→ **Study material**:
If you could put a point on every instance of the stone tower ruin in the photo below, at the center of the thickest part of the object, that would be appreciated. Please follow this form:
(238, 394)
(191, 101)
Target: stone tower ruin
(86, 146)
* * *
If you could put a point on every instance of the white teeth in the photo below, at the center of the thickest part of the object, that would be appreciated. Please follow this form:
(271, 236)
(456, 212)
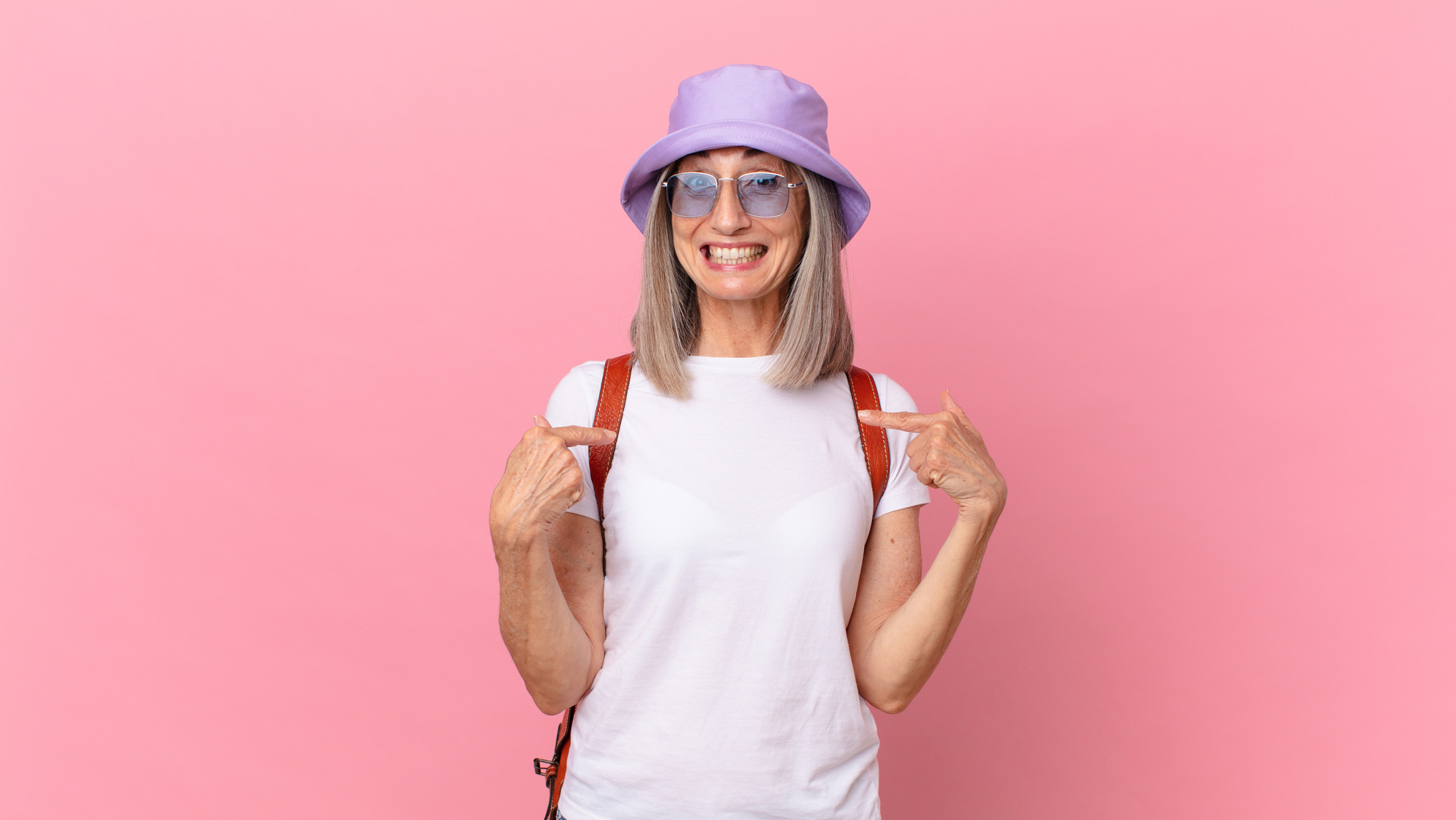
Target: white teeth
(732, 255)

→ **Assignment**: Go through the listing above and copy each line where the string "every" appears.

→ **Answer to this task**:
If you could put a point on every instance of the stone tower ruin in the photo below, at the center of the thickest part of the object, that would be appreciated. Please follow this form:
If you could put a point on every instance of the white teeth in the photo below, at the center of the thickest part of the object, that would be appreciated. Please follow this form:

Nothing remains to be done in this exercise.